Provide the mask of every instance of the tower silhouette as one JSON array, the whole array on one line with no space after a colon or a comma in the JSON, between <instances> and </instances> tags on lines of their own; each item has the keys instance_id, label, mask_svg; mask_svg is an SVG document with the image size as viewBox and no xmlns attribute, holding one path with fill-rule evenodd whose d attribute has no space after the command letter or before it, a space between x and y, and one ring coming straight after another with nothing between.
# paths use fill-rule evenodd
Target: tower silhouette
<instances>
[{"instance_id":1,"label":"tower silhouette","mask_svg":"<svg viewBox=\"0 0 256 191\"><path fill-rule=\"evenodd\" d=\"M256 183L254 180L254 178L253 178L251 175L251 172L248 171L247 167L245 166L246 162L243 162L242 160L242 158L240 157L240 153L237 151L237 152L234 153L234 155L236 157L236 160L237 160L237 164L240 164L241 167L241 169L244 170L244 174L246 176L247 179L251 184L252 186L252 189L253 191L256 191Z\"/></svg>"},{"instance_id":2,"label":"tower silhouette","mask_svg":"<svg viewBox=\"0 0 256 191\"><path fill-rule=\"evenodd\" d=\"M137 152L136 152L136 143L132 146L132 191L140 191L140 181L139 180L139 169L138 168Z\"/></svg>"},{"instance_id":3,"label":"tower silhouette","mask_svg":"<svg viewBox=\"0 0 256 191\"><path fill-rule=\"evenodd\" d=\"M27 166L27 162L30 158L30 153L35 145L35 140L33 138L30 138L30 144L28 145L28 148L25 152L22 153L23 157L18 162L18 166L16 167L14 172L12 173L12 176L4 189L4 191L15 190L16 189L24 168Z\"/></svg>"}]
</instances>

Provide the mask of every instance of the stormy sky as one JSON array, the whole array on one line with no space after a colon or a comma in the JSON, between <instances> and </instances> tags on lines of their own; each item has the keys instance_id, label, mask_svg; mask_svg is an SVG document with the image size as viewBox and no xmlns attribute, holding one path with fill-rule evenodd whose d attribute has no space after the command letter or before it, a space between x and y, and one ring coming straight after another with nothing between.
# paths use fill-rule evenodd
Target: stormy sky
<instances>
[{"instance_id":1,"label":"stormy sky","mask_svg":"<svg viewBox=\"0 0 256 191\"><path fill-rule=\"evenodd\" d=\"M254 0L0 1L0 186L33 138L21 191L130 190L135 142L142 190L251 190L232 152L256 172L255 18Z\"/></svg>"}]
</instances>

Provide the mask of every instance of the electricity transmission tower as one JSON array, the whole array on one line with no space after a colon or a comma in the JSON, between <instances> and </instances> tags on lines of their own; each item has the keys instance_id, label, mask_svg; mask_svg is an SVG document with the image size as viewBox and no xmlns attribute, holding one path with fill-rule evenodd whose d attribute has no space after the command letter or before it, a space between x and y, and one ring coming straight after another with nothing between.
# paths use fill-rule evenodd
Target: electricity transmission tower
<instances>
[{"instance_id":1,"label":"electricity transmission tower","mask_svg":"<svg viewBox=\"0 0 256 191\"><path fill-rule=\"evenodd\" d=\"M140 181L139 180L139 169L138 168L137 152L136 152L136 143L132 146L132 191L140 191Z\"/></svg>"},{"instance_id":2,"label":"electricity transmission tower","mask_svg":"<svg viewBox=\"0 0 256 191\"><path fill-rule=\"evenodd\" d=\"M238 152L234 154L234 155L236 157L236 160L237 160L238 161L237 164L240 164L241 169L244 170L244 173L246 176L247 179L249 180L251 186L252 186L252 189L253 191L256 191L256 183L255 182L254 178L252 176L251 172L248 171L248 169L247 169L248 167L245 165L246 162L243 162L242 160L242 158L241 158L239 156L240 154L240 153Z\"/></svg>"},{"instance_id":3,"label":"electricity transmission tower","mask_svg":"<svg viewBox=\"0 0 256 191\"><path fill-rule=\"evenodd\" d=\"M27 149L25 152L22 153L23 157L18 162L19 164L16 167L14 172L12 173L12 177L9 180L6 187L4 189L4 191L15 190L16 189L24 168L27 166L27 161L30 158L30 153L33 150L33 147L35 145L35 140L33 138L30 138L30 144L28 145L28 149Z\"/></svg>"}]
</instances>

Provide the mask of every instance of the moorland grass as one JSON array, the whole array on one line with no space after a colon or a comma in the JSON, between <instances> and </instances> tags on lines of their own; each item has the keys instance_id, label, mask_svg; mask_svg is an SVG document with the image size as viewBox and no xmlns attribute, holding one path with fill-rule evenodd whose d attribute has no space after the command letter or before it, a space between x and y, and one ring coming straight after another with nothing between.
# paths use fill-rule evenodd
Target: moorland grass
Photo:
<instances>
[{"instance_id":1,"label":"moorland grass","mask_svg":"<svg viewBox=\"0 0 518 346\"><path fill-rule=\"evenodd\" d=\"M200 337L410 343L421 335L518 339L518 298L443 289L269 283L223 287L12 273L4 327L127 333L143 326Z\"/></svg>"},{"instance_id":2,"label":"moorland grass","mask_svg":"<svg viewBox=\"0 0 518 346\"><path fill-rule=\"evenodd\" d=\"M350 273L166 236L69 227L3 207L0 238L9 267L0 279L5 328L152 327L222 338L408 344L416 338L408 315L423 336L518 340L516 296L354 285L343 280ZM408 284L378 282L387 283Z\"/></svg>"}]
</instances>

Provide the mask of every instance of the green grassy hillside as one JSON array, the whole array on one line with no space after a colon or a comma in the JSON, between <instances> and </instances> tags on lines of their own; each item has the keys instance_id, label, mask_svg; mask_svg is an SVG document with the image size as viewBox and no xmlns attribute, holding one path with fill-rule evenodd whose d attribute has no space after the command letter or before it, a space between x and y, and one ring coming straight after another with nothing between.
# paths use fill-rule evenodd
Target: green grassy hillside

————

» Short task: Reproduce the data above in full, substituting "Category" for each occurrence of "Target" and leaving everything else unchanged.

» Exercise solution:
Provide the mask of every instance of the tower silhouette as one JSON array, the whole array on one line with no space after a colon or a comma in the JSON, between <instances> and </instances> tags on lines of their own; each item has the keys instance_id, label, mask_svg; mask_svg is an SVG document with the image size as viewBox and no xmlns attribute, holding one path with fill-rule evenodd whose d attribute has no space after the command letter or before it, a space between x and y, and one ring coming straight after another with nothing between.
# paths use fill-rule evenodd
Category: tower silhouette
<instances>
[{"instance_id":1,"label":"tower silhouette","mask_svg":"<svg viewBox=\"0 0 256 191\"><path fill-rule=\"evenodd\" d=\"M256 183L254 180L254 178L253 178L251 175L251 172L248 171L247 167L245 166L246 162L243 162L242 160L242 158L240 157L240 153L237 151L237 152L234 153L234 155L236 157L236 160L237 160L237 164L240 164L241 167L241 169L244 170L244 174L246 176L247 179L251 184L252 186L252 189L253 191L256 191Z\"/></svg>"},{"instance_id":2,"label":"tower silhouette","mask_svg":"<svg viewBox=\"0 0 256 191\"><path fill-rule=\"evenodd\" d=\"M137 152L136 152L136 143L132 146L132 191L140 191L140 181L139 180L139 169L138 168Z\"/></svg>"},{"instance_id":3,"label":"tower silhouette","mask_svg":"<svg viewBox=\"0 0 256 191\"><path fill-rule=\"evenodd\" d=\"M27 166L27 162L30 158L30 153L35 145L35 140L33 138L30 138L30 144L28 145L28 148L25 152L22 153L23 157L18 162L18 166L16 167L14 172L12 173L12 176L4 189L4 191L15 190L16 189L24 168Z\"/></svg>"}]
</instances>

Provide the mask of every instance of the stormy sky as one JSON array, the whole array on one line with no space after a colon or a comma in the JSON, between <instances> and </instances> tags on lines of their own; each item has the keys instance_id, label, mask_svg; mask_svg is an SVG document with the image size as viewBox and no xmlns attribute, holding one path with fill-rule evenodd whose d attribute has no space after the command letter or before it, a space between x and y, and one ring coming straight after another with nothing between.
# paths use fill-rule evenodd
Category: stormy sky
<instances>
[{"instance_id":1,"label":"stormy sky","mask_svg":"<svg viewBox=\"0 0 256 191\"><path fill-rule=\"evenodd\" d=\"M254 0L0 1L0 186L33 138L21 191L130 190L135 142L142 190L251 190L232 152L256 172L255 18Z\"/></svg>"}]
</instances>

Provide the mask of every instance of the electricity transmission tower as one JSON array, the whole array on one line with no space after a colon or a comma in the JSON, between <instances> and </instances> tags on lines of their own; each item has the keys instance_id, label, mask_svg; mask_svg is an SVG document with the image size as viewBox and no xmlns attribute, holding one path with fill-rule evenodd whose d attribute has no space after the command letter or before it, a space between x and y, and one ring coming straight after another with nothing between.
# paths use fill-rule evenodd
Category: electricity transmission tower
<instances>
[{"instance_id":1,"label":"electricity transmission tower","mask_svg":"<svg viewBox=\"0 0 256 191\"><path fill-rule=\"evenodd\" d=\"M140 181L139 180L139 169L138 168L137 152L136 152L136 143L132 146L132 191L140 191Z\"/></svg>"},{"instance_id":2,"label":"electricity transmission tower","mask_svg":"<svg viewBox=\"0 0 256 191\"><path fill-rule=\"evenodd\" d=\"M238 152L234 154L234 155L236 157L236 160L237 160L238 161L237 164L240 164L241 169L244 170L244 173L246 176L247 179L249 180L251 186L252 186L252 189L253 191L256 191L256 183L255 182L254 178L252 176L251 172L248 171L248 169L247 169L248 167L245 165L246 162L243 162L242 160L242 158L241 158L239 156L240 154L240 153Z\"/></svg>"},{"instance_id":3,"label":"electricity transmission tower","mask_svg":"<svg viewBox=\"0 0 256 191\"><path fill-rule=\"evenodd\" d=\"M27 149L25 152L22 153L23 157L18 162L19 164L16 167L14 172L12 173L12 177L9 180L6 187L4 189L4 191L15 190L16 189L24 168L27 166L27 161L30 158L30 153L33 150L33 147L35 145L35 140L33 138L30 138L30 144L28 145L28 149Z\"/></svg>"}]
</instances>

Provide the mask of every instance of the moorland grass as one JSON array, the whole array on one line with no space after a colon or a comma in the JSON, between <instances> and </instances> tags on lines of their own; each item has the keys instance_id, label, mask_svg; mask_svg is an SVG document with the image size as viewBox and no xmlns attribute, holding one path with fill-rule evenodd whose d attribute has no space after the command letter or before it, a space between x and y, and one ring coming straight after another with nothing between.
# paths use fill-rule evenodd
Category: moorland grass
Photo:
<instances>
[{"instance_id":1,"label":"moorland grass","mask_svg":"<svg viewBox=\"0 0 518 346\"><path fill-rule=\"evenodd\" d=\"M200 337L410 343L421 335L518 339L518 298L443 289L269 283L223 287L12 273L4 327L127 333L143 326Z\"/></svg>"},{"instance_id":2,"label":"moorland grass","mask_svg":"<svg viewBox=\"0 0 518 346\"><path fill-rule=\"evenodd\" d=\"M350 273L166 236L69 227L3 207L0 238L9 267L0 279L5 328L152 327L222 338L408 344L416 338L408 315L423 336L518 340L516 296L354 285L343 280ZM408 284L378 282L387 283Z\"/></svg>"}]
</instances>

Provide the mask of every instance of the green grassy hillside as one JSON array, the whole array on one line with no space after a colon or a comma in the JSON, between <instances> and </instances> tags on lines of their own; each item has the keys instance_id, label, mask_svg; mask_svg is an SVG document with the image size as viewBox and no xmlns attribute, holding one path with fill-rule evenodd whose d attribute has no space after the command letter or before it, a space between x and y, and one ring coming straight after another with nothing between.
# paths use fill-rule evenodd
Category: green grassy hillside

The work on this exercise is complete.